### Exercise details
Among the entries below, one line contains "ok lemme think... I need the box for the red" and another contains "ok lemme think... I need the box for the black sneaker". Transcribe those two lines and every line between them, exactly.

### Source material
- - - -
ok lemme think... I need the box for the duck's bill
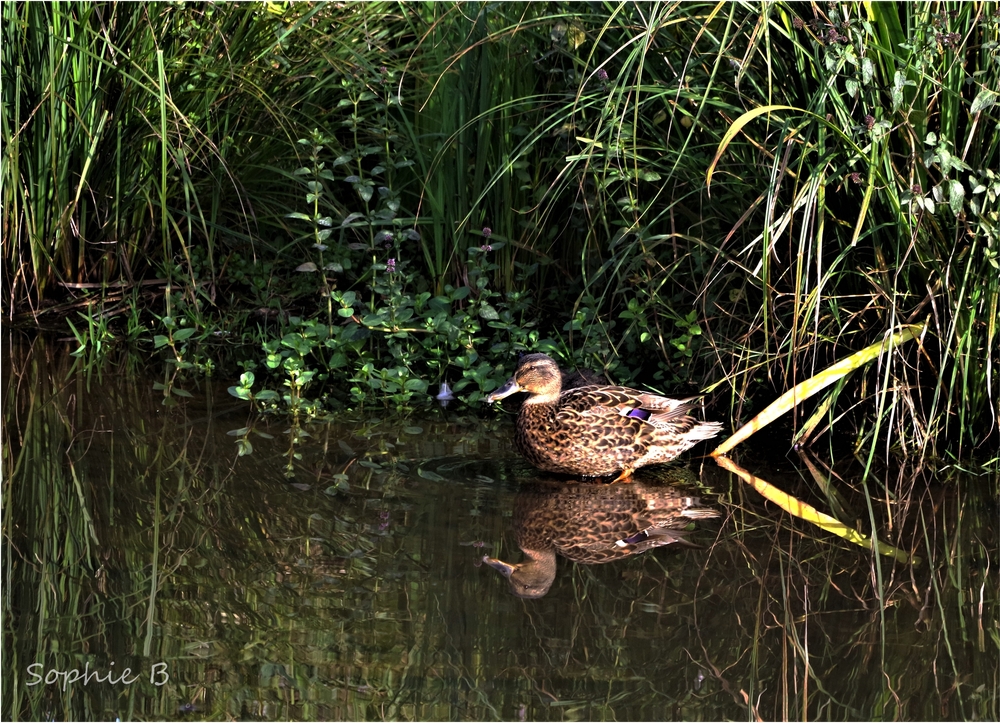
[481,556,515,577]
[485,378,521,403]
- - - -
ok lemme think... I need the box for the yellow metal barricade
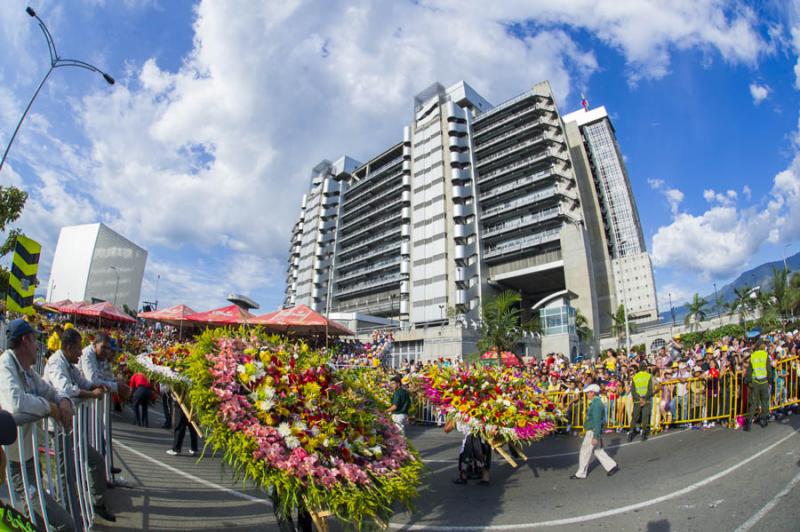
- - - -
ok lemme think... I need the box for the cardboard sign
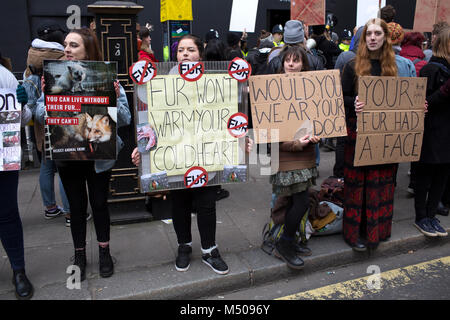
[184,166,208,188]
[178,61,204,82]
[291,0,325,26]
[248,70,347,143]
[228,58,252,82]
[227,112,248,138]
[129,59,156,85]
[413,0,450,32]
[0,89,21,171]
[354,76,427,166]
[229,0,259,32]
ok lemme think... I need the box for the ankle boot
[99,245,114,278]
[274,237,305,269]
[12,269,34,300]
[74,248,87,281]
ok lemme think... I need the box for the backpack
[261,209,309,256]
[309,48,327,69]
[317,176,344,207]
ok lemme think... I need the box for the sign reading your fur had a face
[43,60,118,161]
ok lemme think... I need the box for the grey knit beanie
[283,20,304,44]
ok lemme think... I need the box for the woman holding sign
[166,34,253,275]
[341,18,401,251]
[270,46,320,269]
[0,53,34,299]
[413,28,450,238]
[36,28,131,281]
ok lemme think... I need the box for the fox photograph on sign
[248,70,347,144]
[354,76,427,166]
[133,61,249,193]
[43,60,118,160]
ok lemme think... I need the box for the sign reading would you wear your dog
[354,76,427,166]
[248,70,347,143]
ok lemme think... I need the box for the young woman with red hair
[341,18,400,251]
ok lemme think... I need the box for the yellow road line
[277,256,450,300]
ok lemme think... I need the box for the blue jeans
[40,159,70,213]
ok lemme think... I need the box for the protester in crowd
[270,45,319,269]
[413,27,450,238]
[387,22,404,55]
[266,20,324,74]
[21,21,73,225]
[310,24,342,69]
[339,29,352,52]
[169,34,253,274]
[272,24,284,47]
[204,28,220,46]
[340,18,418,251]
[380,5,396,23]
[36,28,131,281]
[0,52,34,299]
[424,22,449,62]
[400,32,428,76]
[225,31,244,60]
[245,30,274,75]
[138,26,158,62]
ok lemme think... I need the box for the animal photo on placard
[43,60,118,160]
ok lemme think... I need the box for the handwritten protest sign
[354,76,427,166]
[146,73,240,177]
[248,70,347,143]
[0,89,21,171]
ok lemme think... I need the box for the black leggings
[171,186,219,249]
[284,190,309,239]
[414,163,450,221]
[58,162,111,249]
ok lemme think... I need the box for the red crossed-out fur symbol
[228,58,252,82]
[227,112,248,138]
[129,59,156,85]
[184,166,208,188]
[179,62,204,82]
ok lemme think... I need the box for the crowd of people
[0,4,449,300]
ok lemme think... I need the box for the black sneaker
- - - -
### Your solution
ok lemme think... I need the box for the red crossed-out fur symbol
[228,58,252,82]
[227,112,248,138]
[129,59,156,85]
[184,166,208,188]
[179,62,204,82]
ok lemme think... I need the box for the crowd of people
[0,4,449,300]
ok lemme think... I need the box for the black sneaker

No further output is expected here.